**** EXTRACTED MATERIAL ****
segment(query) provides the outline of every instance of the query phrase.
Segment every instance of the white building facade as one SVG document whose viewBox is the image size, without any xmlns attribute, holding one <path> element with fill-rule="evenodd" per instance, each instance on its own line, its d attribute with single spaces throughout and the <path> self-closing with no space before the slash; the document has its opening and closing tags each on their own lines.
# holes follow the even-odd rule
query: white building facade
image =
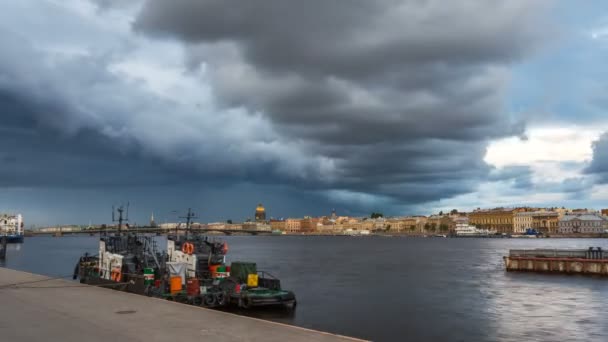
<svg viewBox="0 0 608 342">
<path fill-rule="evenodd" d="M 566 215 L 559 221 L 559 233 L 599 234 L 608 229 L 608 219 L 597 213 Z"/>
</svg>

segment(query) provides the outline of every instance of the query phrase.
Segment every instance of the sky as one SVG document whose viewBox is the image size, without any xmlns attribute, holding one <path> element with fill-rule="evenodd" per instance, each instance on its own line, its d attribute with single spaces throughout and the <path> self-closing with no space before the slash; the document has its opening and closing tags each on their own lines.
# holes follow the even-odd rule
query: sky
****
### ACTIVITY
Count how many lines above include the word "before" and answer with that figure only.

### COMPLETED TASK
2